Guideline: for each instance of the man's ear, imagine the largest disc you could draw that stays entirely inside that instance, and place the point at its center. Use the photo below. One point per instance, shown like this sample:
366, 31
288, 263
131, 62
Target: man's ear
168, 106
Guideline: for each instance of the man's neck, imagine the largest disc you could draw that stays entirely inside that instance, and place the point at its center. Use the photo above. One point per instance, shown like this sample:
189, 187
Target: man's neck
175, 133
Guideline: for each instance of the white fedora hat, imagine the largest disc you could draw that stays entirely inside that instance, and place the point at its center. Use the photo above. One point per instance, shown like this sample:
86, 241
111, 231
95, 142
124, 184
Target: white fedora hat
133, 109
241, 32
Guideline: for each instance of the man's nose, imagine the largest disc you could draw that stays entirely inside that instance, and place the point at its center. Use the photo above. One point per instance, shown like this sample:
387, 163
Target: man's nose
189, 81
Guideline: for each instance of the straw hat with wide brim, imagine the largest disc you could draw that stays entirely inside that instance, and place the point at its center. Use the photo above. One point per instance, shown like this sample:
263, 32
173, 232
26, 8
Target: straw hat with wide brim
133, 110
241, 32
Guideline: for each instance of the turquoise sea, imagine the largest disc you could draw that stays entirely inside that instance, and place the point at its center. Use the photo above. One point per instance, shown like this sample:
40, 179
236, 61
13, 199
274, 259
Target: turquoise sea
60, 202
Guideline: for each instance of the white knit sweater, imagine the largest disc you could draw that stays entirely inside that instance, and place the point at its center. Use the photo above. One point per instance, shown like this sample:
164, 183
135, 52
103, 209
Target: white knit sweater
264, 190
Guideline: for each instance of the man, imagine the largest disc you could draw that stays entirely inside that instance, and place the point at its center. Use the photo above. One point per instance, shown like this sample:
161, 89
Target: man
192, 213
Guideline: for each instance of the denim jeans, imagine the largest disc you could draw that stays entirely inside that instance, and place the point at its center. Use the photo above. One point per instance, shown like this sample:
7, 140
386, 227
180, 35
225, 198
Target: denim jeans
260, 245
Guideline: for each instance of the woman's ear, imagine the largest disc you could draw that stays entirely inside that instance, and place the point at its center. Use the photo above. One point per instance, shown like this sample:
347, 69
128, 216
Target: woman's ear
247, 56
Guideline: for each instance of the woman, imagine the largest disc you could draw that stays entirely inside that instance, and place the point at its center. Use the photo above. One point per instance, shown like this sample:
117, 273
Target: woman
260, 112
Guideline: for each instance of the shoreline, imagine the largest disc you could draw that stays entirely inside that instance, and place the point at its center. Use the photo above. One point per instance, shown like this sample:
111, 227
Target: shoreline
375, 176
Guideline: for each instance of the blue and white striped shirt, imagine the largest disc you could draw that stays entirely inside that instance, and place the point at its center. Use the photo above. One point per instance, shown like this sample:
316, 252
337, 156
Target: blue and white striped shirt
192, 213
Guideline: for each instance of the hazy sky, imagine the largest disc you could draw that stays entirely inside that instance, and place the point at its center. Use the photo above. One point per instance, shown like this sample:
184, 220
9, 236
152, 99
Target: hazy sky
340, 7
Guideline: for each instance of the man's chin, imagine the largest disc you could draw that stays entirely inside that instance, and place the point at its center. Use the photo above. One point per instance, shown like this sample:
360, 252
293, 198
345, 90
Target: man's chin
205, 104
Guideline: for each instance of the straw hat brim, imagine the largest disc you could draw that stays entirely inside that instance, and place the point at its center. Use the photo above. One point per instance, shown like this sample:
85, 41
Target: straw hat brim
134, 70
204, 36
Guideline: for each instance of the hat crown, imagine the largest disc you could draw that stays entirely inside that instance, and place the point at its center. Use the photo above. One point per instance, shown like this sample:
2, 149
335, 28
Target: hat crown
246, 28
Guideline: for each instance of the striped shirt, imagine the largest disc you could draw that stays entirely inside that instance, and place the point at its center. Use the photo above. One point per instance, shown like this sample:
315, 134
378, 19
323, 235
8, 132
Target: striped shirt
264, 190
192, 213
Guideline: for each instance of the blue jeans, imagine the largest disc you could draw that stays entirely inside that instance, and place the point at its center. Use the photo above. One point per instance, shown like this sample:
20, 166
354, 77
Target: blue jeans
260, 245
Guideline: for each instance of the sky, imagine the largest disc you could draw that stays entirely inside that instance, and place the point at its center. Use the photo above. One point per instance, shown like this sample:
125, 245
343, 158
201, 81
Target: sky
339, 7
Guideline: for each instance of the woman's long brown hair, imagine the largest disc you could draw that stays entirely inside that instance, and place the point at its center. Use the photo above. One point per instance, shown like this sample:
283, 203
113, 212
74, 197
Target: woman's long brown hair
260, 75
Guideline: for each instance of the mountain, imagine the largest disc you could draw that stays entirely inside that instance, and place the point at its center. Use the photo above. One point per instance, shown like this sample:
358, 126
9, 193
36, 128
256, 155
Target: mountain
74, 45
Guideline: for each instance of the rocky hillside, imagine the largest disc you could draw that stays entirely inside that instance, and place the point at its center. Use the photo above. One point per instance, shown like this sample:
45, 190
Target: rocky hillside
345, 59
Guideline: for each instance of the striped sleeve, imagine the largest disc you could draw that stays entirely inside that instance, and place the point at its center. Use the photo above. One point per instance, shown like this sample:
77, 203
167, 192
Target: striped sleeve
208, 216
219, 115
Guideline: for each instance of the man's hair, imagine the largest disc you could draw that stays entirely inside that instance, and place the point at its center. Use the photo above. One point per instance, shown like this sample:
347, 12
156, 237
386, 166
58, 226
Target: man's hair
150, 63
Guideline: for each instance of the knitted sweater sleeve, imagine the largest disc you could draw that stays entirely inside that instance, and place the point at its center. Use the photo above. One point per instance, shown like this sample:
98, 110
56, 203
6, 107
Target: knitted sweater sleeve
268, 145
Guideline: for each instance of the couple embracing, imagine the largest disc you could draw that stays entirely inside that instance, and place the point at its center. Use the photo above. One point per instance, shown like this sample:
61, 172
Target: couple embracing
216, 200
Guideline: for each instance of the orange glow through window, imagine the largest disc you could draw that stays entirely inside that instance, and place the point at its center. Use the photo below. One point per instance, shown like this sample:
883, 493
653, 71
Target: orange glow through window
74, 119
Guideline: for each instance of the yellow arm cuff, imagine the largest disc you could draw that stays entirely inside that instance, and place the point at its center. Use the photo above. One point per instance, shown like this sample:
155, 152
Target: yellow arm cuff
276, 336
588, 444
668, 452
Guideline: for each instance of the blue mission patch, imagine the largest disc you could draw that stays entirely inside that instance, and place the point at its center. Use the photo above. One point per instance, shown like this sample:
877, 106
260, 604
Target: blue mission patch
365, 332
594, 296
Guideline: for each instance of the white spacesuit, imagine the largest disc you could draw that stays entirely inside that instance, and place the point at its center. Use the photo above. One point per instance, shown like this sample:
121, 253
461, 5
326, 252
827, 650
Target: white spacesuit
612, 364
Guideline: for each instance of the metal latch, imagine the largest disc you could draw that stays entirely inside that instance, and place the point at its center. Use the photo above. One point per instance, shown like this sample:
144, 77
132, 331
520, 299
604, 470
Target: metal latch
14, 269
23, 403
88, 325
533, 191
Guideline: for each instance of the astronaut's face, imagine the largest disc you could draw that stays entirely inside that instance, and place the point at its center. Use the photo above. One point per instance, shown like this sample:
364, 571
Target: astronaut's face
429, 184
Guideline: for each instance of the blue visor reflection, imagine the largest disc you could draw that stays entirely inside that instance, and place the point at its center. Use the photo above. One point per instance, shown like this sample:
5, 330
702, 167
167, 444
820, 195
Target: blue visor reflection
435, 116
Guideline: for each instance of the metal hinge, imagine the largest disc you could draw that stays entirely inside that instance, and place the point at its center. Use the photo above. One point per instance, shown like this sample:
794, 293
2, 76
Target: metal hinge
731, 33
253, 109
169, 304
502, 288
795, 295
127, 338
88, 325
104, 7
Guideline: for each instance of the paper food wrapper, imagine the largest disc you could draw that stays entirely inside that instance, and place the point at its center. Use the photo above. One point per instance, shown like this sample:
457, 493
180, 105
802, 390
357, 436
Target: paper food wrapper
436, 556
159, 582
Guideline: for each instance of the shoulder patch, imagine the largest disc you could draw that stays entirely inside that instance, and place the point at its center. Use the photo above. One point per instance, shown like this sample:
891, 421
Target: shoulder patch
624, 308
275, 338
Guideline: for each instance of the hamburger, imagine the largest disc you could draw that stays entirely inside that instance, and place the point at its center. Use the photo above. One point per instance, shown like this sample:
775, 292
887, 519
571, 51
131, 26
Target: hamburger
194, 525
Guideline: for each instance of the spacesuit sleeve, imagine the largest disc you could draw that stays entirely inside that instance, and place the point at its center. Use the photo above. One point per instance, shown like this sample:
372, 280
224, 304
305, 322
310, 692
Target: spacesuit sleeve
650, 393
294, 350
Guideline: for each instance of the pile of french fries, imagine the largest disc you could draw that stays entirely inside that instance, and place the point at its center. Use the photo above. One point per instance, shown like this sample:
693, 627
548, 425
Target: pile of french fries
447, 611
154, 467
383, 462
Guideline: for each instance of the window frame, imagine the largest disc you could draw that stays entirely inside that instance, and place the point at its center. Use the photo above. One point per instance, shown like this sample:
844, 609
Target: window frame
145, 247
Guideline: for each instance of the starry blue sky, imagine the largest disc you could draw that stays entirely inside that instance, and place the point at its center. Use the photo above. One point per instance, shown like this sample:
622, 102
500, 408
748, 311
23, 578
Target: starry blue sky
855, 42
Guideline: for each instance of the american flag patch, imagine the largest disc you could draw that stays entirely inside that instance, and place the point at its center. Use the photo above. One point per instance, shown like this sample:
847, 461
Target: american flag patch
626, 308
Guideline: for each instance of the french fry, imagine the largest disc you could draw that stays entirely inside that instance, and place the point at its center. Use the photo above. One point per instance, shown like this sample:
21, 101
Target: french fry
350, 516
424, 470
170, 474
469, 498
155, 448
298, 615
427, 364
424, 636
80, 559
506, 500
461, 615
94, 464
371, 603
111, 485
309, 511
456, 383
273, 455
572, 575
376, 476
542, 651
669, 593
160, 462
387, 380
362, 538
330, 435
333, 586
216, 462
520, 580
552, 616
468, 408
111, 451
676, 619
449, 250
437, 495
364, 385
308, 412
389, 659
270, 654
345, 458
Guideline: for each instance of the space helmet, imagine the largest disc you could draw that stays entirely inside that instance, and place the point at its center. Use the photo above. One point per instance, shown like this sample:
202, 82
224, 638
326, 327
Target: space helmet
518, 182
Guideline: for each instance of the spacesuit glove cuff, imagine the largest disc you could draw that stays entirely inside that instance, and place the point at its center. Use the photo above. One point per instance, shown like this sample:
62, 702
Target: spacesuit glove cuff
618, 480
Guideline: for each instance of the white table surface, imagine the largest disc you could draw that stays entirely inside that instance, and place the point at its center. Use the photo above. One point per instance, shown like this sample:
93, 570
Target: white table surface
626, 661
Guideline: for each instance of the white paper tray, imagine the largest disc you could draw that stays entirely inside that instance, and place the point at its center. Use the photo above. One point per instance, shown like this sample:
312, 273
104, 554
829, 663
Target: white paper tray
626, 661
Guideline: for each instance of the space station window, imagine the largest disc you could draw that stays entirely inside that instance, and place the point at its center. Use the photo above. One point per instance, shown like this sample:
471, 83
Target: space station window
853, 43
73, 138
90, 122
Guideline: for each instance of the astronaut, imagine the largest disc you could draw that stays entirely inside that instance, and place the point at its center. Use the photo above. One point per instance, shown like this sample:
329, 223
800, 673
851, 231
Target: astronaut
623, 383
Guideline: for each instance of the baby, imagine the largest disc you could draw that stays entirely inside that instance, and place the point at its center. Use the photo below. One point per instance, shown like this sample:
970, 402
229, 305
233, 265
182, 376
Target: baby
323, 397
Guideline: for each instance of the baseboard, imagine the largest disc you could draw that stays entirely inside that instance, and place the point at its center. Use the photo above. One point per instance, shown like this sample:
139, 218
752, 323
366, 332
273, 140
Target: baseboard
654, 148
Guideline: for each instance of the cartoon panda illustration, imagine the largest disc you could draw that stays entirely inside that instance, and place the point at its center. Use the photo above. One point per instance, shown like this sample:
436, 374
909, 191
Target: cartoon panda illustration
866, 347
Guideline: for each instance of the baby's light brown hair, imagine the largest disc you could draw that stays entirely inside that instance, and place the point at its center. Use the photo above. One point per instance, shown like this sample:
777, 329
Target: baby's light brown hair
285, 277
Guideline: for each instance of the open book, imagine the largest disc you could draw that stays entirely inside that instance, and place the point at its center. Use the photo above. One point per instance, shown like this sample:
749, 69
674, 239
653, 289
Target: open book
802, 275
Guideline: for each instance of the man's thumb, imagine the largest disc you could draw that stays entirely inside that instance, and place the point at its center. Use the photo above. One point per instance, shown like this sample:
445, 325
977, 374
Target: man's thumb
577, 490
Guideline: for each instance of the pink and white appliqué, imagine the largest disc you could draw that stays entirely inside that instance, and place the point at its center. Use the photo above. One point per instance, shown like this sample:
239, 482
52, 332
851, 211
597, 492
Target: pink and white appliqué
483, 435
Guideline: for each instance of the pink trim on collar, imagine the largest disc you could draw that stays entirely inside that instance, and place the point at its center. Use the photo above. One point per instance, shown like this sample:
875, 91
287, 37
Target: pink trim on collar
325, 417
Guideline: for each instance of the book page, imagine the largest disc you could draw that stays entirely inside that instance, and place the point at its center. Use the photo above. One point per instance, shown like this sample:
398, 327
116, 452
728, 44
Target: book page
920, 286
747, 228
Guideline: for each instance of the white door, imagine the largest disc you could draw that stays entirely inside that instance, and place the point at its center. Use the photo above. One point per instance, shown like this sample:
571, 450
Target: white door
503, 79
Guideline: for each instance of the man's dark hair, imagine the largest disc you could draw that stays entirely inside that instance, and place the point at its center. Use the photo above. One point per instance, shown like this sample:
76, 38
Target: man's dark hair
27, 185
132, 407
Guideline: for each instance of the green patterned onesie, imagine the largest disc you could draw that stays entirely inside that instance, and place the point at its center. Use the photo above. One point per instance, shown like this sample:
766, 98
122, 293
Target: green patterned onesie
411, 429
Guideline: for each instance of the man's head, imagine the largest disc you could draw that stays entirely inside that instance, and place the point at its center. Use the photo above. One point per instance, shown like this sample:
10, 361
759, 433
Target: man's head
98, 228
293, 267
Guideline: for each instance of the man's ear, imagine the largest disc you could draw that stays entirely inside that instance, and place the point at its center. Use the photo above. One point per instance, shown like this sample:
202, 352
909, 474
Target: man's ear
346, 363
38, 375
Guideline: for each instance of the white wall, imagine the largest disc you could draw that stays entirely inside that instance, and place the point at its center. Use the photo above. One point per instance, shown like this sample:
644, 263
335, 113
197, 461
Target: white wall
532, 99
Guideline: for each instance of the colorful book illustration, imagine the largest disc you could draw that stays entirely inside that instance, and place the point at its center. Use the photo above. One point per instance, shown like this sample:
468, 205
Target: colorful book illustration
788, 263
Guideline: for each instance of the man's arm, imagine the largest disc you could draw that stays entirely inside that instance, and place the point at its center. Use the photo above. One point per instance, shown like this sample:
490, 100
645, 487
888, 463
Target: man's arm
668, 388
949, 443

++++++++

Set problem: Copy out, word for word, the lines that begin with the line containing "Guideline: for each instance of the astronaut's" and run through the line containing "Target: astronaut's face", including both of those lines.

Solved exercise:
Guideline: for each instance of the astronaut's face, imagine the largest disc you could draw that stays entirely inside that instance, and place the point at its center. Use the photo above. One point per instance, shown like this sample:
364, 571
Target: astronaut's face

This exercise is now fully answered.